Exercise aim:
All entries are to be copied exactly, with pictures removed.

Given information:
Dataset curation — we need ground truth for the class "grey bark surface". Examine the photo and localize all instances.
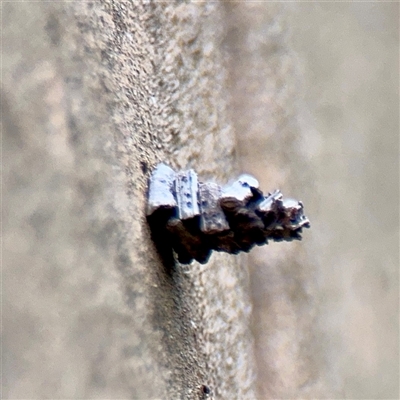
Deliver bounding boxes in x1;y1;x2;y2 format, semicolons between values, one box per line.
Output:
3;2;255;399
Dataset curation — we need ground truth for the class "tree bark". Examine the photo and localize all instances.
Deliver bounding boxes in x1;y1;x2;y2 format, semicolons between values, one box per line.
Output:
3;2;256;399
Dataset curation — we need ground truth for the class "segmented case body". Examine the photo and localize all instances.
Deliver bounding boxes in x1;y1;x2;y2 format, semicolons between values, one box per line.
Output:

Answer space:
Dataset curation — we need ground truth for the class "grey bark surface". Examine the photo and localize all instances.
Deliver bounding boxes in x1;y1;x2;y2 format, semicolons between values, one box per line.
Output:
3;2;255;399
Dataset curation — we need ground truth for the class "tree bark". Examine the photo and localize all instances.
Deliver bounding boxes in x1;y1;x2;y2 format, semicolons between values, one box per line.
Output:
3;2;256;399
Dataset curation — we need ground truth for the class "segmented case body". Examine the photo and localize all instances.
Deliver bounding boxes in x1;y1;x2;y2 format, semicolons between values, one box per line.
Output:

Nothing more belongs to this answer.